*** Available data Section Begins ***
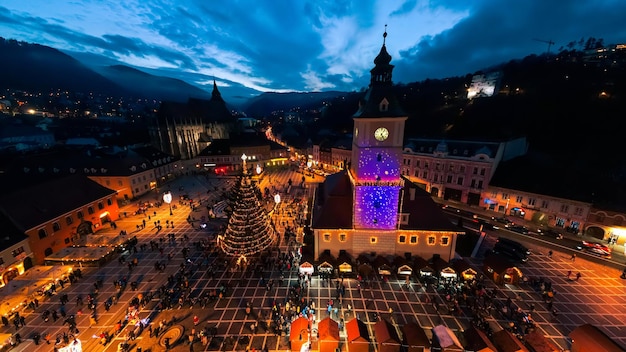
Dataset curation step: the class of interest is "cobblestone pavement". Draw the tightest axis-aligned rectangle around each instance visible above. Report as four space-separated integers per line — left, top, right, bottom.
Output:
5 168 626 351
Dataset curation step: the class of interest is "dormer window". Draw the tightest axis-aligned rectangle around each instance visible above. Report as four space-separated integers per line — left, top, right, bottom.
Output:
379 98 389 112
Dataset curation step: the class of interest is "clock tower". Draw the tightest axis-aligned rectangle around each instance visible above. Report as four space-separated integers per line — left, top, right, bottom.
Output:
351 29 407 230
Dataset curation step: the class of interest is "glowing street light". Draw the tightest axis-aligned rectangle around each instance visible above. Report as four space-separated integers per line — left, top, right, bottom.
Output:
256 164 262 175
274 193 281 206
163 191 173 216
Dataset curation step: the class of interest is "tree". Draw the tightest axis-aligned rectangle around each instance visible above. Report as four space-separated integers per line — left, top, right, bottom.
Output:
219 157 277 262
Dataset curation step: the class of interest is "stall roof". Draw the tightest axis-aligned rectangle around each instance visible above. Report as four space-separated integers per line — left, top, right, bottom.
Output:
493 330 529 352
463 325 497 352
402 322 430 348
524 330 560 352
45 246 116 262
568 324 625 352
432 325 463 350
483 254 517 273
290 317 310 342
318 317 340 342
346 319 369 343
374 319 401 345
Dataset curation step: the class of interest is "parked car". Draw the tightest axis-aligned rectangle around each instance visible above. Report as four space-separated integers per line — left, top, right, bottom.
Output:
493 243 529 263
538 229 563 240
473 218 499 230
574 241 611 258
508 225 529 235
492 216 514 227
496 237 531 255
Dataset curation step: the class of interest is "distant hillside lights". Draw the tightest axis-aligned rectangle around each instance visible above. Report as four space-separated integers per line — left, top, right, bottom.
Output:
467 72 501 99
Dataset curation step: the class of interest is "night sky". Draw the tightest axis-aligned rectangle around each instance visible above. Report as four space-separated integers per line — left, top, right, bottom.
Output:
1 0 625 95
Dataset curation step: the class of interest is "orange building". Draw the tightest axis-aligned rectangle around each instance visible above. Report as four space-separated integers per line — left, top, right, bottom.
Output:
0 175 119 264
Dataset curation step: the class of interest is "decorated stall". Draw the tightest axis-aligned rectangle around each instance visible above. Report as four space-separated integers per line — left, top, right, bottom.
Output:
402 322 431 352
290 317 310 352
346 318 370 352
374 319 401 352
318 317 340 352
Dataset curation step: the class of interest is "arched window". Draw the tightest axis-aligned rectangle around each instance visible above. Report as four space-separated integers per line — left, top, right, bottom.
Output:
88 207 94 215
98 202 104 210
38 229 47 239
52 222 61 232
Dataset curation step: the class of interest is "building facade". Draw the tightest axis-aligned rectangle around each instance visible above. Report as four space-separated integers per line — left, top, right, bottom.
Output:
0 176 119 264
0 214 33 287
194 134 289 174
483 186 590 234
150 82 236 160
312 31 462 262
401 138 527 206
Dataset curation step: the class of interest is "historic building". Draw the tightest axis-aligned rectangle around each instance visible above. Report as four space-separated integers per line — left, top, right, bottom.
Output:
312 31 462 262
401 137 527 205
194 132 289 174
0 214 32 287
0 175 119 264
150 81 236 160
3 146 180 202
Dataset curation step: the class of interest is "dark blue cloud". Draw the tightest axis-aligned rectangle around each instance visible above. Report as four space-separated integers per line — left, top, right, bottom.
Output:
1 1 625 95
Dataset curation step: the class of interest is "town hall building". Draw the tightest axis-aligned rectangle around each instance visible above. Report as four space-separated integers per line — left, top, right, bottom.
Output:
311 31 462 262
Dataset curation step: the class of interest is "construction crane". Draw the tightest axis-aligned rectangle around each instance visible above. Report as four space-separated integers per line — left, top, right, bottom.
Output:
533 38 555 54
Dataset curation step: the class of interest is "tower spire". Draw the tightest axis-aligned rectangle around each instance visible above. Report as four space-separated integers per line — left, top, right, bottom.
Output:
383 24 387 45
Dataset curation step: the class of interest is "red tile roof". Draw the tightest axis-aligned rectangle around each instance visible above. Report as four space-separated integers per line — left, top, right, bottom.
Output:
*** Available data Section Ends ***
Problem to solve: This exercise asks for the data above to be given again exactly, without pictures.

Solved problem:
Dataset curation step: the class of interest is "cobblestone pavement". Draw the tightest axis-aligned rectangle around each instance visible above. Report as four space-separated integers per line — left, top, right, bottom.
Output:
5 168 626 351
Dataset curation step: the class of interest is "dormer window". Draw the tightest axis-aligned rectangle around each instance visible above. Report as four space-separated integers per line — left, top, right, bottom.
Output:
379 98 389 112
Dataset curation step: the class of interest is "clock tower". Draw the tightest axis-aligned rectangle around each instance visible above. Report as four space-separated integers per line — left, top, right, bottom.
Output:
351 29 407 230
Dataset curation step: the class of interest is "glowing street light". Draw the tightest axis-aligned rectangle around each instance visible above. Report as four space-separated integers per line — left, top, right, bottom.
Output:
256 164 262 175
274 193 281 206
163 191 173 216
Dataset curation step: the class of interest is "tree". Draw the tightest axis-aligned rectangle around each instance visible above. Report as four space-separated integers per line — left, top, right, bottom.
Output:
219 157 277 262
Dataset curation step: the class of interest is "stall roof". Draw the tightest axis-aligned rectangle around each instance visible above. Report as four space-separated integers per line — left, top, right, bottom.
Output:
493 330 529 352
463 325 497 352
402 322 430 348
524 330 560 352
45 246 116 262
568 324 625 352
432 325 463 350
483 254 517 273
290 317 310 342
318 317 340 342
346 319 369 343
374 319 401 345
Dataset curation step: the class of interest is "parked car". Draw the tightest axis-aligned rectangle around each instance visible above. Report as four space-separated integers per line — left, top, right, bottom.
Output:
493 243 529 263
538 229 563 240
473 218 499 230
574 241 611 258
508 225 529 235
492 216 514 227
496 237 531 255
Dataset curation step: the class of interest is "distant hillside lights". Draw the tightest axis-aligned rectangle around each instance visible above. Report as four space-separated integers per line — left, top, right, bottom.
Output:
467 72 501 99
Dataset curation step: the class of interest is "night sky". Draw the tightest axis-aligned rectangle around each instance visible above. Report as four space-separated integers per line — left, top, right, bottom.
Output:
1 0 625 95
Dataset curation step: the class of interest is "orange building". Draw the tightest axis-aligned rectangle around each instance visible above. Report as four space-separated integers per line — left, top, right, bottom.
Output:
0 175 119 264
Dataset curation step: the class of interest is "decorated stall". Draw the tightest axis-aligned rectangle around each instance visible above. Report as four space-separated integers per line — left, top, right, bottom.
Output:
402 322 431 352
290 317 310 352
346 318 370 352
374 319 401 352
318 317 340 352
Dataset curation step: the class of interest is "arched window". Draw the tightest axis-aligned rectangle around each instance visible above. Report as four space-separated integers per line — left, top, right, bottom.
Output:
88 207 94 215
98 202 104 210
38 229 47 239
52 222 61 232
Dataset curation step: the class of interest is "building facade". Draw the tightest axis-aligned rectangle around each instance visible above. Report as four space-separated integers per line — left, top, right, bottom.
Output:
0 176 119 264
0 214 33 287
194 134 289 174
483 186 590 234
150 82 236 160
312 31 462 262
401 138 527 206
Dataset curation step: the class of interest is "historic building". Draw the tightest axis-aligned rectangle around each instance visible above. Report as four space-separated integers per line — left, top, right, bottom.
Output:
312 31 462 262
401 137 527 205
194 132 289 174
0 214 32 287
0 175 119 264
150 81 236 160
3 146 180 202
Dataset curation step: the class of interest is "dark blue cloud". Draw the tightest axis-aligned rectangle around each instance visible above. Report as four space-separated integers per line — left, top, right, bottom.
Output:
1 1 625 95
Dataset curation step: the class of interest is "town hall building". Draw the tightest axis-aligned rectangle around each instance visible above. Report as four space-separated integers per line — left, top, right, bottom.
Output:
311 31 462 262
Dataset curation step: the class of interest is "construction crane". Draw the tightest axis-aligned rectangle around each instance visible above. Report as four space-separated integers per line — left, top, right, bottom.
Output:
533 38 555 54
Dataset curation step: the class of interest is "tower spire". Draw the tightest axis-aligned rectangle around each instance visible above. Report as four space-separated integers per line — left, top, right, bottom.
Output:
383 24 387 45
Dataset curation step: the class of interest is "red tile roof". Draw the tightest axis-aligned rectangle around each instance visible above. Report as four space-separated integers per line — left, top, right, bottom.
Output:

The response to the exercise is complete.